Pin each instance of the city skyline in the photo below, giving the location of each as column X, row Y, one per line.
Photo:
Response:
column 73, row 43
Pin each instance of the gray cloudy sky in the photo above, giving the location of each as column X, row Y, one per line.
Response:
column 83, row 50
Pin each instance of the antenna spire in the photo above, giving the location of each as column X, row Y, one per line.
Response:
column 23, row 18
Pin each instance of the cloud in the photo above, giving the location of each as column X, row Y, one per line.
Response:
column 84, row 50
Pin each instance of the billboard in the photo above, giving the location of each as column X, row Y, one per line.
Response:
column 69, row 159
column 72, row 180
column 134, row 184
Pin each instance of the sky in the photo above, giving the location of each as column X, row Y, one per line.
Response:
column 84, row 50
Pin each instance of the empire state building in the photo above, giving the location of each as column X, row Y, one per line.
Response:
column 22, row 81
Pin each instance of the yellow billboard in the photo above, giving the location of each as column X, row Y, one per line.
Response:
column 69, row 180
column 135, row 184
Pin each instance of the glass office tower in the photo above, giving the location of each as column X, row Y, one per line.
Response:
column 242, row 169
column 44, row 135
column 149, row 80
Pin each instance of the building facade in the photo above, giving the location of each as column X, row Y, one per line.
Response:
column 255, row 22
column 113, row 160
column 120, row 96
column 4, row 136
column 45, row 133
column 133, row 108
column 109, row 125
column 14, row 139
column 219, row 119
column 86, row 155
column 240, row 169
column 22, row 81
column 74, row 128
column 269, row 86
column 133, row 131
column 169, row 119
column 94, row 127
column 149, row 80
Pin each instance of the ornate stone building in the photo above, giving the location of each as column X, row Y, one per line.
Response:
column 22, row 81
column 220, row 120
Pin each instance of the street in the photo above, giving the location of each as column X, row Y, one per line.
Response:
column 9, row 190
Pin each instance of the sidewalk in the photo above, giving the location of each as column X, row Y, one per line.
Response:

***

- _Work order_
Return all of the entries above exactly as they stand.

- _Final answer_
Pin each instance of the city skyline in the photo below, giving the location of each as column X, row Y, one per line.
Photo:
Response:
column 73, row 43
Pin each instance of the gray cloudy sky in the photo above, giving the location of each as column X, row Y, one per line.
Response:
column 83, row 50
Pin each instance of the antenna spire in the photo above, giving the location of each as column X, row Y, one per line.
Response:
column 23, row 18
Pin each instance of the cloud in the photo above, giving the location of each as column X, row Y, one per line.
Response:
column 84, row 50
Pin each instance of the billboard in the photo above, giving the location of each as column X, row Y, one per line.
Response:
column 69, row 159
column 72, row 180
column 134, row 184
Pin each instance of the sky in the photo above, giving the location of each as column X, row Y, one per line.
Response:
column 84, row 50
Pin each instance of the empire state building in the photo above, giving the location of each as column X, row Y, one per line.
Response:
column 22, row 81
Pin each instance of the yellow billboard in the photo above, giving the location of each as column X, row Y, one per line.
Response:
column 69, row 180
column 135, row 184
Pin each instance of the glass office tower in the photo above, giving the location of each as column X, row Y, one per line.
Response:
column 242, row 169
column 44, row 135
column 149, row 80
Pin each instance of the building facade in the photo above, giving the location of each as column X, row Y, one per line.
Response:
column 255, row 22
column 113, row 160
column 120, row 96
column 4, row 136
column 45, row 133
column 133, row 108
column 109, row 125
column 14, row 139
column 219, row 119
column 86, row 155
column 240, row 169
column 22, row 81
column 74, row 128
column 269, row 86
column 133, row 131
column 169, row 119
column 94, row 127
column 149, row 80
Pin each instance of the ornate stone building in the photo above, giving the location of each as column X, row Y, one per line.
Response:
column 22, row 81
column 220, row 120
Pin each instance of the street in the photo above, giving the location of each as column X, row Y, one per line.
Response:
column 9, row 190
Pin each instance of the sidewalk in the photo above, giving the location of each as column X, row Y, one per line.
Response:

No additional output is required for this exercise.